==== DATASET ENTRIES ====

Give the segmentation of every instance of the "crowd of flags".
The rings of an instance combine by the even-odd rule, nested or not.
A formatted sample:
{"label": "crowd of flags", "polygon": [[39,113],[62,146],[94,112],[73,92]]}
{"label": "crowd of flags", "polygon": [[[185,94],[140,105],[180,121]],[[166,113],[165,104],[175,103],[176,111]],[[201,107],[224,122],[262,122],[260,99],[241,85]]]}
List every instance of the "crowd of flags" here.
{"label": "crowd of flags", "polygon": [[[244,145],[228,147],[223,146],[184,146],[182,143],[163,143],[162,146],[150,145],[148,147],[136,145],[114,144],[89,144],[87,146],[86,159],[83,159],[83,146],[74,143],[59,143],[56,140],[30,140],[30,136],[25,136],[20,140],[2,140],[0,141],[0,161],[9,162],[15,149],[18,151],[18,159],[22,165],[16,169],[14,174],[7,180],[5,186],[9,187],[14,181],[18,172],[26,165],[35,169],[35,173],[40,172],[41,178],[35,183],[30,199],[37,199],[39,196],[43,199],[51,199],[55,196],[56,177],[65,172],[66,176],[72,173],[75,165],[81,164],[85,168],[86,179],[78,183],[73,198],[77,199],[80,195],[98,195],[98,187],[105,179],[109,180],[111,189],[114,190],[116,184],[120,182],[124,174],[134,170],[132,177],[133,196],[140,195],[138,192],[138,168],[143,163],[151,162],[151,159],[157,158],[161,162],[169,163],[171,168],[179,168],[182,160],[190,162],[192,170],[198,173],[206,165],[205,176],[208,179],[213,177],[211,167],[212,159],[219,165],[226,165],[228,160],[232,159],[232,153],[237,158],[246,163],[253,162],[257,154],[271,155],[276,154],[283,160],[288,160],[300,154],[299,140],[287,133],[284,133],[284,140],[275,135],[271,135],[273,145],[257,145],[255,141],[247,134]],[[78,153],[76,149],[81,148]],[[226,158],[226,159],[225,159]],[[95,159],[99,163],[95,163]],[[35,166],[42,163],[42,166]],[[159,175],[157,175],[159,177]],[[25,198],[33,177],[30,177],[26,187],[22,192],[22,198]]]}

====

_PROBLEM REQUIREMENTS_
Return all the lines shown above, precisely as they stand.

_WRITTEN SOLUTION_
Give the segmentation of every instance of the "crowd of flags".
The rings of an instance combine by the even-odd rule, nested or not.
A formatted sample:
{"label": "crowd of flags", "polygon": [[39,113],[62,146],[94,112],[73,92]]}
{"label": "crowd of flags", "polygon": [[[185,94],[140,105],[180,121]],[[166,113],[165,104],[175,103],[176,111]],[[201,107],[224,122],[262,122],[260,99],[241,85]]]}
List every instance of the "crowd of flags" here.
{"label": "crowd of flags", "polygon": [[[244,145],[228,147],[223,146],[184,146],[182,143],[163,143],[162,146],[150,145],[148,147],[136,145],[114,144],[89,144],[87,146],[86,159],[83,159],[83,146],[74,143],[59,143],[56,140],[30,140],[30,136],[25,136],[20,140],[2,140],[0,141],[0,161],[9,162],[15,149],[18,151],[18,159],[22,165],[16,169],[14,174],[7,180],[5,186],[9,187],[14,181],[18,172],[26,165],[35,169],[35,173],[40,172],[41,178],[35,183],[30,199],[37,199],[39,196],[43,199],[51,199],[55,196],[56,177],[65,172],[66,176],[72,173],[75,165],[81,164],[85,168],[86,179],[78,183],[73,198],[77,199],[80,195],[98,195],[98,187],[105,179],[109,180],[111,189],[114,190],[116,184],[120,182],[124,174],[134,170],[132,177],[133,196],[140,195],[138,192],[138,168],[143,163],[151,162],[151,159],[157,158],[161,162],[169,163],[171,168],[179,168],[182,160],[190,162],[192,170],[198,173],[206,165],[205,176],[208,179],[213,177],[211,167],[212,159],[219,165],[226,165],[228,160],[232,159],[232,153],[237,158],[246,163],[253,162],[257,154],[271,155],[276,154],[283,160],[288,160],[300,154],[299,140],[287,133],[284,133],[284,140],[275,135],[271,135],[273,145],[257,145],[255,141],[247,134]],[[78,153],[76,149],[81,148]],[[226,158],[226,159],[225,159]],[[95,159],[99,163],[95,163]],[[35,166],[42,163],[42,166]],[[159,175],[157,175],[159,177]],[[25,198],[33,177],[30,177],[26,187],[22,192],[22,198]]]}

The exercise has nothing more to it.